Write out each of the following rows exactly, with every character unchanged.

## Start

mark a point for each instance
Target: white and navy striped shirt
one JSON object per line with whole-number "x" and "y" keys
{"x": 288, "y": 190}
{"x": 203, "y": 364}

## End

[Solution]
mark a point for each instance
Target: white and navy striped shirt
one JSON object per line with whole-number "x" and "y" keys
{"x": 288, "y": 190}
{"x": 203, "y": 364}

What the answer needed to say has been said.